ACTIVITY
Below, some lines carry pictures; leave those pictures out and retype exactly the lines from the one with "Target: distant city skyline" through the one with "of the grassy".

STORED DATA
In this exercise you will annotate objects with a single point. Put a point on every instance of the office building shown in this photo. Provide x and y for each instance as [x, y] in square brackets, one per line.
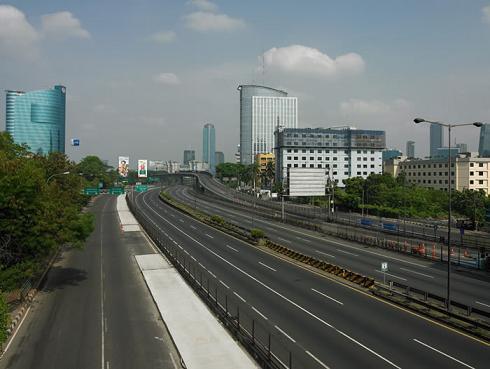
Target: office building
[484, 147]
[220, 157]
[263, 159]
[209, 146]
[391, 153]
[262, 109]
[436, 139]
[468, 172]
[37, 118]
[343, 153]
[189, 155]
[462, 147]
[410, 149]
[443, 152]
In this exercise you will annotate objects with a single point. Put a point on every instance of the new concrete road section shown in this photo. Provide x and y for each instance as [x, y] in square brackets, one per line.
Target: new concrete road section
[470, 287]
[94, 310]
[324, 322]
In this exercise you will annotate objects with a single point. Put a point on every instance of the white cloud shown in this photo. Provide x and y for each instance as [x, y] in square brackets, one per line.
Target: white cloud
[206, 21]
[205, 5]
[17, 36]
[62, 25]
[301, 59]
[164, 37]
[167, 79]
[372, 107]
[486, 14]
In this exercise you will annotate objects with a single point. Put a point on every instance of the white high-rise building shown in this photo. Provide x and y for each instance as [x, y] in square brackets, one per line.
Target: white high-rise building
[262, 109]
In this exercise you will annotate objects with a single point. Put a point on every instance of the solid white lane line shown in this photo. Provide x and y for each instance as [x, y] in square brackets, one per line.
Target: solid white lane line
[346, 252]
[232, 248]
[268, 267]
[391, 275]
[328, 297]
[317, 359]
[481, 303]
[442, 353]
[324, 253]
[284, 333]
[413, 271]
[240, 297]
[258, 312]
[299, 307]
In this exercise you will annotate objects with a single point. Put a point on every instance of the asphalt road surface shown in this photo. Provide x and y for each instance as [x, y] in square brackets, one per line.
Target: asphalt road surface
[323, 322]
[468, 287]
[94, 310]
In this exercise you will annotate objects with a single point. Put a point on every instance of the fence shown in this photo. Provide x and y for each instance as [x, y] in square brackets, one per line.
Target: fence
[269, 349]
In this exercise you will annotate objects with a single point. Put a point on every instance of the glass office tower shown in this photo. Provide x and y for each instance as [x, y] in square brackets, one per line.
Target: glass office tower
[261, 110]
[484, 147]
[37, 118]
[209, 146]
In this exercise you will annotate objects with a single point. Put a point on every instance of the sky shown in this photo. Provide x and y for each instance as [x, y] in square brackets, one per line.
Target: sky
[144, 76]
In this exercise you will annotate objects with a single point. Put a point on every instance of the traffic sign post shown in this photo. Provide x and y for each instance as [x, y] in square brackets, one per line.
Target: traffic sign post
[384, 269]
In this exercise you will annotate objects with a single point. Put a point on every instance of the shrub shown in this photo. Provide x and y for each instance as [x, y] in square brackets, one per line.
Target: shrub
[4, 319]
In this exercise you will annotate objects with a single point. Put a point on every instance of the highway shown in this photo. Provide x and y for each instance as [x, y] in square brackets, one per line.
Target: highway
[325, 323]
[414, 227]
[94, 309]
[416, 272]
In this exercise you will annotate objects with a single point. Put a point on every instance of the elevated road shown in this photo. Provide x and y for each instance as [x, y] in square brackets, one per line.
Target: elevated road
[471, 289]
[324, 322]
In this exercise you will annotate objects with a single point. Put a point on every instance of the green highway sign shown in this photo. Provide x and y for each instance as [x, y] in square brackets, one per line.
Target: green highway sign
[141, 188]
[91, 191]
[116, 190]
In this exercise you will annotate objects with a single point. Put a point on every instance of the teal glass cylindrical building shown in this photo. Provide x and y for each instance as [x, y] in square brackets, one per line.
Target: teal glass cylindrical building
[37, 118]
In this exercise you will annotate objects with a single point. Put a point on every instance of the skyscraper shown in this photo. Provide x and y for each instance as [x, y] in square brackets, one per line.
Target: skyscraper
[37, 118]
[410, 149]
[209, 146]
[484, 147]
[189, 155]
[436, 139]
[220, 157]
[261, 110]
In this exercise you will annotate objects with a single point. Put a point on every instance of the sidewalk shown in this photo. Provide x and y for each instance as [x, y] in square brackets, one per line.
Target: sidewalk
[201, 340]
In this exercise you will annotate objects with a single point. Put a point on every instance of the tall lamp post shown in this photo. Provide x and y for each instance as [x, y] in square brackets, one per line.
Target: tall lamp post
[57, 174]
[449, 126]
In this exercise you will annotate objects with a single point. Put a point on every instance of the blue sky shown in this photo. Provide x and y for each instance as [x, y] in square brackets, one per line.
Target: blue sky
[143, 77]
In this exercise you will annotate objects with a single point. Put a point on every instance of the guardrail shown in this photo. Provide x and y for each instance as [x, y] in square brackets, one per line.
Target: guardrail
[270, 350]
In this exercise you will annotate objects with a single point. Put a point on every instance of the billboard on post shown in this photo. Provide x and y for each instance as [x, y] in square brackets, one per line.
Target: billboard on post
[142, 168]
[123, 166]
[306, 181]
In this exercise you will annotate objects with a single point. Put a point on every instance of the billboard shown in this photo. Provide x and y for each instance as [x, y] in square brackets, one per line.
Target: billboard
[142, 168]
[123, 166]
[306, 181]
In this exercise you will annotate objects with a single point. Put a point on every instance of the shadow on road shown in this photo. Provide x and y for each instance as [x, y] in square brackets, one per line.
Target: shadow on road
[60, 277]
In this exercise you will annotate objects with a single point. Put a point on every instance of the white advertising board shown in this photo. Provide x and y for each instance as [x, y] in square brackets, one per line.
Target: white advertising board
[306, 181]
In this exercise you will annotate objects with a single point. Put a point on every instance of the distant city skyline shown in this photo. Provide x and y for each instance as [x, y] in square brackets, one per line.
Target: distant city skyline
[150, 67]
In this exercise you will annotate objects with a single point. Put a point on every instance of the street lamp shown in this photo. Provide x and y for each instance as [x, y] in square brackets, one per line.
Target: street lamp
[449, 126]
[56, 174]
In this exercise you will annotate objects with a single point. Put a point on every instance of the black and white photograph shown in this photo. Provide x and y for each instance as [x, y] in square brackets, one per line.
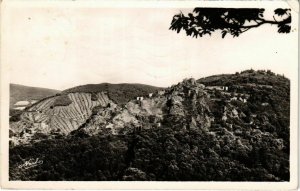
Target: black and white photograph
[204, 93]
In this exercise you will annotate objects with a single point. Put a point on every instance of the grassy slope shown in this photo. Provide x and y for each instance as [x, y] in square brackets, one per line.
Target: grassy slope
[20, 92]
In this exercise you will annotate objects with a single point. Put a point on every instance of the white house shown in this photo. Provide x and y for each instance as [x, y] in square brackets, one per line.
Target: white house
[20, 108]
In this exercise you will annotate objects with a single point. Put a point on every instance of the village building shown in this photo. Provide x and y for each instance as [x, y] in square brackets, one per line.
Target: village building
[22, 103]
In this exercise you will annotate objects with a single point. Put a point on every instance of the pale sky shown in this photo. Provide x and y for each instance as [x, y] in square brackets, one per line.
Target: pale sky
[60, 48]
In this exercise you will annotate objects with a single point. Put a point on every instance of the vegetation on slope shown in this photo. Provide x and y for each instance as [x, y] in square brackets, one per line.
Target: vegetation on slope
[20, 93]
[247, 141]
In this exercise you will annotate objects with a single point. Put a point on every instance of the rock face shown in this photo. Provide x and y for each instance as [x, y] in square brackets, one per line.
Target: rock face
[182, 106]
[43, 118]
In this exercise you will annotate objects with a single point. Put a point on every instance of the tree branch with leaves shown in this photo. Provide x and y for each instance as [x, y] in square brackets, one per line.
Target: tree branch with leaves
[233, 21]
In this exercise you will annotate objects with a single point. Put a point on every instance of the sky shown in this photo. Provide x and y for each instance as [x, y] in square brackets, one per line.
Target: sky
[60, 48]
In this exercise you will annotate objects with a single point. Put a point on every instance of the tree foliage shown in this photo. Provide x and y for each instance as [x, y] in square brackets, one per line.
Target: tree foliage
[233, 21]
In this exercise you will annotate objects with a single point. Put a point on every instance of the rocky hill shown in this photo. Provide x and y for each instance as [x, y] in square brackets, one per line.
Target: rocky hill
[119, 93]
[23, 96]
[222, 128]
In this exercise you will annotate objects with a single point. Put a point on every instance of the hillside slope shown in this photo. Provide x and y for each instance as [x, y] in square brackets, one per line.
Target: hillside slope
[20, 93]
[231, 127]
[119, 93]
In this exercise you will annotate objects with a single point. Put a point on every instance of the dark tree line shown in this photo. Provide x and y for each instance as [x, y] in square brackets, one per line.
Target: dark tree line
[233, 21]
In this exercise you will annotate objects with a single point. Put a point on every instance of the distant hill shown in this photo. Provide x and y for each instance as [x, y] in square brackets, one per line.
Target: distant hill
[119, 93]
[21, 93]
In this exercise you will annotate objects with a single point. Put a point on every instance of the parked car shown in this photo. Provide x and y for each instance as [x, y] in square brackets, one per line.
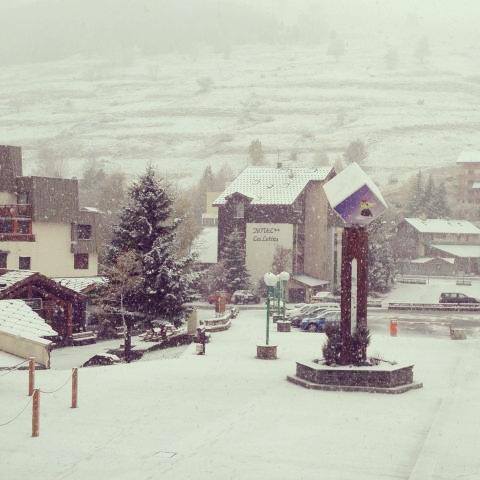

WRITTEN ANSWER
Target: distant city skyline
[150, 67]
In this exercise you will annotate objects with a single point. Put a point on every instance of the street lamp shown in this photo. Provide x and y for each instance as [x, y] in square brackets, one per line.
Target: street lamp
[449, 126]
[56, 174]
In this exercise you will annotate objects with a single point. Put a point on every instance of the black and white photograph shown in this photo. Provide x and y for each instance as [x, y] in square brackets, one per line.
Target: black and white photograph
[204, 93]
In this exercise you will annotate objects with a single point. Put a point on every instance of the grassy slope shown in this photo. Provide x and y for each instance as [x, y] in square brackets, one per line.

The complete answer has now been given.